### [TASK STATEMENT]
Each record below is to be reproduced without any change.

### [STORED DATA]
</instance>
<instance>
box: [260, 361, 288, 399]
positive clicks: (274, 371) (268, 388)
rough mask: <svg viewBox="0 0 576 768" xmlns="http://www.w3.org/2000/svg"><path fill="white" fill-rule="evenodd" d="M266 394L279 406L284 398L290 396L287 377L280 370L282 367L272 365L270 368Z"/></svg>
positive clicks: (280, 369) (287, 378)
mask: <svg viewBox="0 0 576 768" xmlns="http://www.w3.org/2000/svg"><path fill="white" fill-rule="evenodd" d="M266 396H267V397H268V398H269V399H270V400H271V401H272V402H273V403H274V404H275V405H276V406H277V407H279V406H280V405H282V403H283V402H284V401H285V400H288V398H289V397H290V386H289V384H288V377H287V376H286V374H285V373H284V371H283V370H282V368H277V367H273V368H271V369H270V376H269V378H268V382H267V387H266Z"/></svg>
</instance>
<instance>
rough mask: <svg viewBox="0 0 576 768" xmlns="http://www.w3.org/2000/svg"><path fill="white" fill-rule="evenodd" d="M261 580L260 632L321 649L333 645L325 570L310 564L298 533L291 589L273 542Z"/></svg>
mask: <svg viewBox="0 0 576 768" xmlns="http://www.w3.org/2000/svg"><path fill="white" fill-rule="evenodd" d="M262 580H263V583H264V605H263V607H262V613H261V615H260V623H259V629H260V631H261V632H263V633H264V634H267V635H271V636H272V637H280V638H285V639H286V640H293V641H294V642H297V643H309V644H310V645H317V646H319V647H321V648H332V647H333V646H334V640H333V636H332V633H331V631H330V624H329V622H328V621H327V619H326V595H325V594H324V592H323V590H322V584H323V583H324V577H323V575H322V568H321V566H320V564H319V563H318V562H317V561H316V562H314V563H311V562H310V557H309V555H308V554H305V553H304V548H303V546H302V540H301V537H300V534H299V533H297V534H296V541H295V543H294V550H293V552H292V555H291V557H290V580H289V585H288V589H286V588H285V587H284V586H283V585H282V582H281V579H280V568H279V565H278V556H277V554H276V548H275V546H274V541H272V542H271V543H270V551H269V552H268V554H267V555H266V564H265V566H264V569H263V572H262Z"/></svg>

### [ANSWER SECTION]
</instance>
<instance>
box: [260, 361, 288, 399]
positive clicks: (274, 371) (268, 388)
rough mask: <svg viewBox="0 0 576 768" xmlns="http://www.w3.org/2000/svg"><path fill="white" fill-rule="evenodd" d="M266 394L279 406L284 398L290 396L287 377L280 370L282 367L272 365L270 368Z"/></svg>
positive clicks: (280, 369) (287, 378)
mask: <svg viewBox="0 0 576 768" xmlns="http://www.w3.org/2000/svg"><path fill="white" fill-rule="evenodd" d="M266 396H267V397H268V398H269V399H270V400H271V401H272V402H273V403H274V404H275V405H276V406H277V407H279V406H280V405H282V403H283V402H284V401H285V400H288V398H289V397H290V386H289V384H288V377H287V376H286V374H285V373H284V371H283V370H282V368H277V367H273V368H271V369H270V376H269V378H268V382H267V387H266Z"/></svg>
</instance>
<instance>
rough mask: <svg viewBox="0 0 576 768" xmlns="http://www.w3.org/2000/svg"><path fill="white" fill-rule="evenodd" d="M261 580L260 632L321 649L333 645L325 570L310 564L298 533L291 589L273 542Z"/></svg>
mask: <svg viewBox="0 0 576 768" xmlns="http://www.w3.org/2000/svg"><path fill="white" fill-rule="evenodd" d="M262 580H263V583H264V605H263V607H262V613H261V615H260V623H259V629H260V631H261V632H263V633H264V634H267V635H271V636H272V637H280V638H285V639H286V640H293V641H294V642H297V643H309V644H310V645H317V646H319V647H321V648H332V647H333V646H334V640H333V636H332V633H331V631H330V624H329V622H328V621H327V619H326V595H325V594H324V592H323V590H322V584H323V583H324V577H323V575H322V568H321V566H320V564H319V563H318V562H317V561H316V562H314V563H311V562H310V557H309V555H308V554H305V553H304V548H303V546H302V540H301V537H300V534H299V533H297V534H296V541H295V543H294V550H293V552H292V555H291V557H290V580H289V585H288V589H286V588H285V587H284V586H283V585H282V582H281V579H280V568H279V565H278V556H277V554H276V548H275V546H274V541H272V542H271V543H270V551H269V552H268V554H267V555H266V564H265V566H264V569H263V572H262Z"/></svg>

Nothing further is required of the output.